__Exercise task__
Write out only the lines running from the one that contains "the wooden table" to the end of the material, both ends included.

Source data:

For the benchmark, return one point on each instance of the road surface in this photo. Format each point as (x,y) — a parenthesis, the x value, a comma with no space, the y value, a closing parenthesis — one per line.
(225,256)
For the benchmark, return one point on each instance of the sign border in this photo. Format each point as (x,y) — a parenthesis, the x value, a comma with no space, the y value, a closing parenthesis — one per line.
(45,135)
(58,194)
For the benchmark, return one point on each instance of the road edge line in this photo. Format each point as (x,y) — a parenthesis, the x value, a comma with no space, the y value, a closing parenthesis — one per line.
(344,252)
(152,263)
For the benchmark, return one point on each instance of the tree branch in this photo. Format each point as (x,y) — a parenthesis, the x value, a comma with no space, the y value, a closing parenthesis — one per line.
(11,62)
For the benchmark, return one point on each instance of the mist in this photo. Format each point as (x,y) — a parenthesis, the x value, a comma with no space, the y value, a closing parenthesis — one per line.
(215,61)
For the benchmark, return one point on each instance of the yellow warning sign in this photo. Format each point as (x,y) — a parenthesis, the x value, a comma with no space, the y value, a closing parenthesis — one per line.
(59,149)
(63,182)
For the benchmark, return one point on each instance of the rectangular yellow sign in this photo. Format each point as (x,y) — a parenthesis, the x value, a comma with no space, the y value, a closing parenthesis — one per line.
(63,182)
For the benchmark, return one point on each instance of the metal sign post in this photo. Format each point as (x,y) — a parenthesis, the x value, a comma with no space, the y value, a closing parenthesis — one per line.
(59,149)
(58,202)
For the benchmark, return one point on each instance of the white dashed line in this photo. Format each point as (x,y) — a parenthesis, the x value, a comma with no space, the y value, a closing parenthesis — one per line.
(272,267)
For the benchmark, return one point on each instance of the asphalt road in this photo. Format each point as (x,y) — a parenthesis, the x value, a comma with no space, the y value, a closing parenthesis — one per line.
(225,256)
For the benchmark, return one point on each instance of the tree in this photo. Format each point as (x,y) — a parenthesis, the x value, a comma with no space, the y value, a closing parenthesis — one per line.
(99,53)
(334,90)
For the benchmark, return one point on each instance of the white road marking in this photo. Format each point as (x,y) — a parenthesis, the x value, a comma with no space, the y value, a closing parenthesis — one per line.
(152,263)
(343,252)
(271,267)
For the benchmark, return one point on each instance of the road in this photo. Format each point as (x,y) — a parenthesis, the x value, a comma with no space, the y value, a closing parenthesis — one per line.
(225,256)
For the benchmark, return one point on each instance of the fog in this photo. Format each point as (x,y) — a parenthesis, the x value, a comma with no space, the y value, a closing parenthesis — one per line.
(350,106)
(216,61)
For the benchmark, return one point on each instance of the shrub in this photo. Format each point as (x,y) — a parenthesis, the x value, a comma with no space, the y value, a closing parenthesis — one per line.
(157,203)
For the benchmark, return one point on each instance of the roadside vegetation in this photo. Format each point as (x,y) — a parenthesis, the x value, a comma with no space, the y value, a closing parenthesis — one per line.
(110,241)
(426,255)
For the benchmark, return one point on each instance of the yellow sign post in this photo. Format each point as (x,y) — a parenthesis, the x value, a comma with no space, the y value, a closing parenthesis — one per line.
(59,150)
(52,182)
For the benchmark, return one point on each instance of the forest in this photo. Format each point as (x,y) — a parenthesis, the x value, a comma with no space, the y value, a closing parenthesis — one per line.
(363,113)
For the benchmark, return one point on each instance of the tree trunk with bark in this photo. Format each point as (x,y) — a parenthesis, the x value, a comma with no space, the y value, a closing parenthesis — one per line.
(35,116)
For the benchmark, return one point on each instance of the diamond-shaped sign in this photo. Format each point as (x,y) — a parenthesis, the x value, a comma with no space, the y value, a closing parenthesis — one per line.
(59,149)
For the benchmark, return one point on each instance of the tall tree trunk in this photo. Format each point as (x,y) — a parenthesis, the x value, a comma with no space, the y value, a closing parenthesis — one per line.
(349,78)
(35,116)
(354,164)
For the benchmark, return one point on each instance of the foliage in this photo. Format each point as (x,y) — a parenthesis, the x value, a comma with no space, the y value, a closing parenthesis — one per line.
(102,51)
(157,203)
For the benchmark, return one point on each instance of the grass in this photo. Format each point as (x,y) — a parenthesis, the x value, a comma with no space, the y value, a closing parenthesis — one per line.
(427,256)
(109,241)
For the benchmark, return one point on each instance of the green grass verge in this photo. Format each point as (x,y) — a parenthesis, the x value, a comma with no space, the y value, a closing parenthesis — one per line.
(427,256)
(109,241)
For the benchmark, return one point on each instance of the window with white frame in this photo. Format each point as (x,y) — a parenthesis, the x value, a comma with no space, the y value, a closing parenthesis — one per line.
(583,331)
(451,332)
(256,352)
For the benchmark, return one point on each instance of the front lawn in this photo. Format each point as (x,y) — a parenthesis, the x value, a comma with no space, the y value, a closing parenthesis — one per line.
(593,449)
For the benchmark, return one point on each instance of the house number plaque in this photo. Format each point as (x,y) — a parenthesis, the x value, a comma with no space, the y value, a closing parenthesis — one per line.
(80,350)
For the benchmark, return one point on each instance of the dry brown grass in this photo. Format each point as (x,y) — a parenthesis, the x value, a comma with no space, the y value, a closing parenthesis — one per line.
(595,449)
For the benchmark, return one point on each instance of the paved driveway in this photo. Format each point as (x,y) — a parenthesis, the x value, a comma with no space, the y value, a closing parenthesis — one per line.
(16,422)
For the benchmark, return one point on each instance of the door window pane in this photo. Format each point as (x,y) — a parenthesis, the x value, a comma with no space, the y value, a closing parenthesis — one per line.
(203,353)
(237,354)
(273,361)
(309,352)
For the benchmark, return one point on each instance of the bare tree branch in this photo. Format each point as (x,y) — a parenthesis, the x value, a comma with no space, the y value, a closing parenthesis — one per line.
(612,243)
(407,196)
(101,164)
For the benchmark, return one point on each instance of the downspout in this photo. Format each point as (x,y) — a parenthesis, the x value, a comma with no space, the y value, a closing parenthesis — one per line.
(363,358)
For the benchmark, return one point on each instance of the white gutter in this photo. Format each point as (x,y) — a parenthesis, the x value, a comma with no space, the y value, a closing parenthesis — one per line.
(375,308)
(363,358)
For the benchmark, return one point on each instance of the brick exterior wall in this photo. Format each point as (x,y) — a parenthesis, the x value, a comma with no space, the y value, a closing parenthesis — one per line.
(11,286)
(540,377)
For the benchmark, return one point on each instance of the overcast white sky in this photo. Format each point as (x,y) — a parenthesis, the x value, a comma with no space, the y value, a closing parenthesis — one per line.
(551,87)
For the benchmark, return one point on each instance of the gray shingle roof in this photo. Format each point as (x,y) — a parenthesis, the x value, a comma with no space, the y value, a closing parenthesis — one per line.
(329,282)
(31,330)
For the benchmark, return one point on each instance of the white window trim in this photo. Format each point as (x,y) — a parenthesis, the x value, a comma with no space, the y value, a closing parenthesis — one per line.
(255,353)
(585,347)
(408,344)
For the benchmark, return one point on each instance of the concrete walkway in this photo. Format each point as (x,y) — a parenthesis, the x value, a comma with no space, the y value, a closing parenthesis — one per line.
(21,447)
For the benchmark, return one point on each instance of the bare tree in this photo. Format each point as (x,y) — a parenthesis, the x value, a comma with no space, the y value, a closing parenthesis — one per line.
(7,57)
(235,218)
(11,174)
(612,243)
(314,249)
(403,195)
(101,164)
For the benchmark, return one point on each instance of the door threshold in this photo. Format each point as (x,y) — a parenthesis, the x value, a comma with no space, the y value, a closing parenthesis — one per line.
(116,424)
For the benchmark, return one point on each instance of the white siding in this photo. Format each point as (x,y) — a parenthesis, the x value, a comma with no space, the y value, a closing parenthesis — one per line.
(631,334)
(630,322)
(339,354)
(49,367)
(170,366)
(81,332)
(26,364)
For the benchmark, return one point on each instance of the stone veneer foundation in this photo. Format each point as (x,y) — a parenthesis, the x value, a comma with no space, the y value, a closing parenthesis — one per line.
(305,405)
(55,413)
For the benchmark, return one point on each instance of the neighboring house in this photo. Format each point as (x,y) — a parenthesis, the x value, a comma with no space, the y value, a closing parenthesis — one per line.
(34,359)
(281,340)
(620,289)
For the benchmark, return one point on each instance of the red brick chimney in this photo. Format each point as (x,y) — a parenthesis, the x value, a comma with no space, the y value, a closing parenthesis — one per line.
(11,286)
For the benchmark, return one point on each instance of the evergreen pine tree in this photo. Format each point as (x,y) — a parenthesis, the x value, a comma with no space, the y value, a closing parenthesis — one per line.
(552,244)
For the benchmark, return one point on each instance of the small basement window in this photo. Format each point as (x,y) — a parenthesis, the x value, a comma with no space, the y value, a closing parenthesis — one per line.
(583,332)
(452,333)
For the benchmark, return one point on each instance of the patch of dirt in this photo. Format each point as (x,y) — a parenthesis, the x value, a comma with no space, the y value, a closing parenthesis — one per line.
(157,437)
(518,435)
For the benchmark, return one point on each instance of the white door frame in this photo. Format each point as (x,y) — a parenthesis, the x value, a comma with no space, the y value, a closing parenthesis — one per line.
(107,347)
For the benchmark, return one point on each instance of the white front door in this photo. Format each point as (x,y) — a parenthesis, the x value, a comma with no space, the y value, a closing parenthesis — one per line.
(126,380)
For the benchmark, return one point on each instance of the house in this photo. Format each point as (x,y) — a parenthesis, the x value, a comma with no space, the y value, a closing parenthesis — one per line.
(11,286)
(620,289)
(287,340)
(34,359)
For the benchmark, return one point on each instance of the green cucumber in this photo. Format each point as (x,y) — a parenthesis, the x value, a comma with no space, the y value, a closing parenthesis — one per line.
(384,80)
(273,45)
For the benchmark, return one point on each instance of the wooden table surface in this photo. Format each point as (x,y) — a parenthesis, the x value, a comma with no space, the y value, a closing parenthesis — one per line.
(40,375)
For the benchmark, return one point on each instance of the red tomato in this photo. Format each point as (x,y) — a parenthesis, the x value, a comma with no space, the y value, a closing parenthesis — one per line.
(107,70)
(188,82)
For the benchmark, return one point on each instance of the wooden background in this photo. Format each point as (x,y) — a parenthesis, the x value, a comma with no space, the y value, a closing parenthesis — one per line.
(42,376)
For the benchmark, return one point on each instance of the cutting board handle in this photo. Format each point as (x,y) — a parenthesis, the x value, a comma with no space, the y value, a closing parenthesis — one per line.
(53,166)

__Result below__
For the benchmark, return one point on each instance of the wooden table surface in this photo. Format each point as (x,y) — a parenthesis, the x value, a comma with no space, the y value, a closing parenthesis — one per line.
(40,375)
For the benchmark, return one point on each instance of the red tomato in this photo. Format each point as (x,y) — a parenthesis, the x value, a comma with no space, the y value, a closing parenthesis — one per line.
(107,70)
(188,82)
For the benchmark, return one point on each instance of the wooden background in this photo. Format each point as (x,y) — a parenthesis, the x value, a comma with no space, the y value, a closing parenthesis — one per line.
(42,376)
For the benchmark, return one point on each instance of the cutting board handle in this photo. Format each point as (x,y) — a parenthesis, the x value, a comma with no space, the y value, a closing parenthesis — one per line.
(53,166)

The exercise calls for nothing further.